Records from a collection:
★ ★ ★ ★ ★

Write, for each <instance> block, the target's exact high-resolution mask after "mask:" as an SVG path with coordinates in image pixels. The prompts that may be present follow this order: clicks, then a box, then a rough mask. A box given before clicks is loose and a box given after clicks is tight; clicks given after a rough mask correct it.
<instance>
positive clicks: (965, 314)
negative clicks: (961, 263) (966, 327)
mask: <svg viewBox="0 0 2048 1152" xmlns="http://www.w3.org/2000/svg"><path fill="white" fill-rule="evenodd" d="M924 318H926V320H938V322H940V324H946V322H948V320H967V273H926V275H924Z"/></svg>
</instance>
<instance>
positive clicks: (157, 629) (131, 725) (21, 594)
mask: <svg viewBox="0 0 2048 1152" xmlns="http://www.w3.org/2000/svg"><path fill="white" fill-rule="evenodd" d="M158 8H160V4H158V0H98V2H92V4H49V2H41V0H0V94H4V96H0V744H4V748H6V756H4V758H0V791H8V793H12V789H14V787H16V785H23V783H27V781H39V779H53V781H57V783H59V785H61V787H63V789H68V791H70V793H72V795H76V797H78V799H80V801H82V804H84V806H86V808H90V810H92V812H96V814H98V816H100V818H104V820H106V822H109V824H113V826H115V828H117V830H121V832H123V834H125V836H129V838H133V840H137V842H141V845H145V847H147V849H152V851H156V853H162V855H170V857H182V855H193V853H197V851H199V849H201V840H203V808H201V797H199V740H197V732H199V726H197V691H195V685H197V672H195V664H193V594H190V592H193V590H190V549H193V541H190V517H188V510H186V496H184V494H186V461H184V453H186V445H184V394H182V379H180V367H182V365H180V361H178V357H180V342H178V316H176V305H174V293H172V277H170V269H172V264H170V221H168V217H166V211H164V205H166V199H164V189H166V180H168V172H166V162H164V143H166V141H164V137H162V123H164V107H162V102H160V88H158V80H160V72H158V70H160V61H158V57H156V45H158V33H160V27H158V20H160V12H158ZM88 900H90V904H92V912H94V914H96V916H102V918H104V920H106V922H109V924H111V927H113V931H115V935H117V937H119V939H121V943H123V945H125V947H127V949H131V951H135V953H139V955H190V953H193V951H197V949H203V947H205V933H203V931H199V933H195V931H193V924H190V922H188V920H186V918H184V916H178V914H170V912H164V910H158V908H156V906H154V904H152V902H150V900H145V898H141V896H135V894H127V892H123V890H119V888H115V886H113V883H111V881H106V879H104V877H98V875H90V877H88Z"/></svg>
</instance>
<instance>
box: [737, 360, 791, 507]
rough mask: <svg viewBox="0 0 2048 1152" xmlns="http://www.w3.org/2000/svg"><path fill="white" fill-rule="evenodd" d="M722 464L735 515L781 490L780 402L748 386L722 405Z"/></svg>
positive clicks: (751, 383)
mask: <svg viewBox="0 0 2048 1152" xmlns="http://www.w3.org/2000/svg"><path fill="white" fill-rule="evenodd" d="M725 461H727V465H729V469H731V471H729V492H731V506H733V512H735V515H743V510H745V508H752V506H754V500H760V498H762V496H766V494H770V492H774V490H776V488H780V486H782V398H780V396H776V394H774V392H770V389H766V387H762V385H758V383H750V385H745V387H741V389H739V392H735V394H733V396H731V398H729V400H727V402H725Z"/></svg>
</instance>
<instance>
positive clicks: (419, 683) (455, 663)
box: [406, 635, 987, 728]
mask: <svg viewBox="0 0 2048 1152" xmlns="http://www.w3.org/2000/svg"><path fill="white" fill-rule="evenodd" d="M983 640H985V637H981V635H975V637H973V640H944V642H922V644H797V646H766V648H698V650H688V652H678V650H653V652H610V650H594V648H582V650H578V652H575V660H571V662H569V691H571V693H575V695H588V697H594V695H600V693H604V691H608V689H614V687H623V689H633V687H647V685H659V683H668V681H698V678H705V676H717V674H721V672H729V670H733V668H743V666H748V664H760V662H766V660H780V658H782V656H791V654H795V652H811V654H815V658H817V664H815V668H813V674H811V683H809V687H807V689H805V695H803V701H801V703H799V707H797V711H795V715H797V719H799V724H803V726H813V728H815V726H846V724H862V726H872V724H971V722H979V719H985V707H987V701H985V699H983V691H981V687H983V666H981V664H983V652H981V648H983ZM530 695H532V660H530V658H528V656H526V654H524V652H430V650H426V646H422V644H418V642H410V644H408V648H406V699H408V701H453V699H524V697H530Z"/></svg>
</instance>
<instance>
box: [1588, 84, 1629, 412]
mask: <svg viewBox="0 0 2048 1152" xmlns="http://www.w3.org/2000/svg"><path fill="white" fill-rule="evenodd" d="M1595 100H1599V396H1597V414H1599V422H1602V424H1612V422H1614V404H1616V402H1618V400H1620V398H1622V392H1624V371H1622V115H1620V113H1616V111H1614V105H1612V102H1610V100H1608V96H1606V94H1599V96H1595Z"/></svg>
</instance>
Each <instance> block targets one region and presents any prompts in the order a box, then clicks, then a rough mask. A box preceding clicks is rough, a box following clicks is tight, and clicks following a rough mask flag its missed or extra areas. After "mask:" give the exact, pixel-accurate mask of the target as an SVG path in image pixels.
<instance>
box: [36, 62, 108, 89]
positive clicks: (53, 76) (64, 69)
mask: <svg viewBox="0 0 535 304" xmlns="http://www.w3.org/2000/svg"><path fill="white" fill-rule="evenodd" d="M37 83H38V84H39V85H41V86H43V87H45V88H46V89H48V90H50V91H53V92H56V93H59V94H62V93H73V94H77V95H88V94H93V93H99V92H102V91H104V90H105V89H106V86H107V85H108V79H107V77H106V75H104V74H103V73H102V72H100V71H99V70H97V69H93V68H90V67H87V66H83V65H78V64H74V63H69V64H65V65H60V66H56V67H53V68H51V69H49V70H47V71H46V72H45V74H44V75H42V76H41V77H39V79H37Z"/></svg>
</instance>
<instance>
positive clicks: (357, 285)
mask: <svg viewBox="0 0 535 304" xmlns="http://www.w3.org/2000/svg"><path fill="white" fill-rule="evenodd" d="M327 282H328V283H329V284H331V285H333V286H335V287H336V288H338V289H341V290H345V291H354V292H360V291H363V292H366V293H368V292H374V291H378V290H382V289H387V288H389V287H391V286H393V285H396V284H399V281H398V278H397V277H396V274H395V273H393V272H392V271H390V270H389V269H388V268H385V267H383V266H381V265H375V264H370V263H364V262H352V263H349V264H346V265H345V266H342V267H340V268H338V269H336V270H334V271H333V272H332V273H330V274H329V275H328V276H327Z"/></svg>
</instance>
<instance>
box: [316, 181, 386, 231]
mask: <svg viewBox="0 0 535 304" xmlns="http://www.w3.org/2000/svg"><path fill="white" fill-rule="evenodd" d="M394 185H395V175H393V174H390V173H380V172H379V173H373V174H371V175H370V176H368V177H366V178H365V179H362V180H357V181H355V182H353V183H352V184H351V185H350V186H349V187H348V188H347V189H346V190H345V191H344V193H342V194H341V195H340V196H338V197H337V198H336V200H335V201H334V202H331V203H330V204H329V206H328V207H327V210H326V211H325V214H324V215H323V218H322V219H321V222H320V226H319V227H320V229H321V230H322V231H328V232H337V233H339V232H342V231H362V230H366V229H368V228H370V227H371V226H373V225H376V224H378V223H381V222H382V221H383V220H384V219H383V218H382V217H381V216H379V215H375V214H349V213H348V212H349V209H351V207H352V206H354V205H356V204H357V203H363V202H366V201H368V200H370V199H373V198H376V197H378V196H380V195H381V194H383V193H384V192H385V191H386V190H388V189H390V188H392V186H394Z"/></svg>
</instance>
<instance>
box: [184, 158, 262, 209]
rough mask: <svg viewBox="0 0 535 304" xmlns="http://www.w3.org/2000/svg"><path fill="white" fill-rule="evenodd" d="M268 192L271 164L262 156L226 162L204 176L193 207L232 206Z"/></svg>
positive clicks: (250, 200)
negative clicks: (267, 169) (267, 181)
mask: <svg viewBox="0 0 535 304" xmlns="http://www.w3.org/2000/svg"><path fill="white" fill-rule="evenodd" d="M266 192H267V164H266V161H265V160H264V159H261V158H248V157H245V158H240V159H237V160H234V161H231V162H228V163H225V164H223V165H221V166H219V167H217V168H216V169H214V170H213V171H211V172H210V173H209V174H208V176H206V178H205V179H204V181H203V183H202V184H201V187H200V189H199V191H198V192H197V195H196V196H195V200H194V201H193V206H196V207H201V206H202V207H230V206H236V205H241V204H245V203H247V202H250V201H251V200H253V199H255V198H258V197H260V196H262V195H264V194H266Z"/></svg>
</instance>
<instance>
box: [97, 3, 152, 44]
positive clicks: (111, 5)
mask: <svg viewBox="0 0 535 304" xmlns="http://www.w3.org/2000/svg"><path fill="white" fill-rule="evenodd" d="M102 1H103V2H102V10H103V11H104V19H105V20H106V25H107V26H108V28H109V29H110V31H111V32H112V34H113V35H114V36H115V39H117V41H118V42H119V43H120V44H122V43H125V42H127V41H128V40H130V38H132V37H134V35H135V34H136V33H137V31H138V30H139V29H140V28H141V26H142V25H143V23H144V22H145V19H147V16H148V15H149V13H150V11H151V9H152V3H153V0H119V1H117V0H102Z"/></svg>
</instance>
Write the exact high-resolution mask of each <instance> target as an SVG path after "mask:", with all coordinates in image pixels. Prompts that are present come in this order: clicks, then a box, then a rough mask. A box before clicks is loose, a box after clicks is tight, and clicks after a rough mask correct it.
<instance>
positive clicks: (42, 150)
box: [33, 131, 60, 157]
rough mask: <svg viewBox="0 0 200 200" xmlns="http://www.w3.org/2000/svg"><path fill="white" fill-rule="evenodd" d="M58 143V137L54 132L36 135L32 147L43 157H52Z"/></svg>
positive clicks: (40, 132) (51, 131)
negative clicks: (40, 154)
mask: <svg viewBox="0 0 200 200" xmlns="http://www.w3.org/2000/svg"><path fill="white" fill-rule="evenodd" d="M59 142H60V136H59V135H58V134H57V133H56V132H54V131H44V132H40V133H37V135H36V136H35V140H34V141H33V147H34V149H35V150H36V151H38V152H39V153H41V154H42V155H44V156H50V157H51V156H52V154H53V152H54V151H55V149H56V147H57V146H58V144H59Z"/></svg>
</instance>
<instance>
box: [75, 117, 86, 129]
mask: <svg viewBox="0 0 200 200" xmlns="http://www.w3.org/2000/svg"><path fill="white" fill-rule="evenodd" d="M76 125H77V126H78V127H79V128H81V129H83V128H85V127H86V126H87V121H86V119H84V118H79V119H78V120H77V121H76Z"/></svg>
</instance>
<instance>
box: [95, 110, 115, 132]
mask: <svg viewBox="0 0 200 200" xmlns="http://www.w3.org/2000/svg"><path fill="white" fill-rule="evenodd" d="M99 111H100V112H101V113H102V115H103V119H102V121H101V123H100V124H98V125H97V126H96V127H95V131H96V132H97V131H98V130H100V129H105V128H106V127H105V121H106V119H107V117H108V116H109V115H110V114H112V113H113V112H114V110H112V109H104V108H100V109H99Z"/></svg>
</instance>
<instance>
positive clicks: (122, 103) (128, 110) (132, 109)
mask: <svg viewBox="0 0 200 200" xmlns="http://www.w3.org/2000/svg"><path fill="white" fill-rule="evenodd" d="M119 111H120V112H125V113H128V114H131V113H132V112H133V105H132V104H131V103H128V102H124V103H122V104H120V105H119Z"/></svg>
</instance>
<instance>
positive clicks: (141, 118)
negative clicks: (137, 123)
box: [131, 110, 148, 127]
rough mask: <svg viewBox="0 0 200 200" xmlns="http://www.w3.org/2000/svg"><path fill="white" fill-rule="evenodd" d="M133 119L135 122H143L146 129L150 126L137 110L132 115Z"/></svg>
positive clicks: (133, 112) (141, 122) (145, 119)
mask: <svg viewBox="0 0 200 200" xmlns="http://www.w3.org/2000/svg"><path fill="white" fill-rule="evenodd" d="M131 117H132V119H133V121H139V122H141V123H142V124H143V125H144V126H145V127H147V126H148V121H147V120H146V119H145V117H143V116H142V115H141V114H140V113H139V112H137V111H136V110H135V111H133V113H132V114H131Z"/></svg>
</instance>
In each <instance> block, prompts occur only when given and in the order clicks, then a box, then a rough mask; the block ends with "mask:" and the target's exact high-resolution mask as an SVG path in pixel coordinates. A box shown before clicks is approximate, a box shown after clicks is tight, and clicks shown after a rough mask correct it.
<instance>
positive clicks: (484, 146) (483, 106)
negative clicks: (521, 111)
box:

★ ★ ★ ★ ★

- EXERCISE DETAILS -
Please copy out the lines from the line with "143V137L54 132L36 135L32" to the line with "positive clicks: (40, 132) (51, 131)", substituting "coarse mask" for "rough mask" and leaving everything else as it is.

- RESPONSE AREA -
coarse mask: <svg viewBox="0 0 200 200" xmlns="http://www.w3.org/2000/svg"><path fill="white" fill-rule="evenodd" d="M58 143V137L54 132L36 135L32 147L43 157H52Z"/></svg>
positive clicks: (40, 132) (51, 131)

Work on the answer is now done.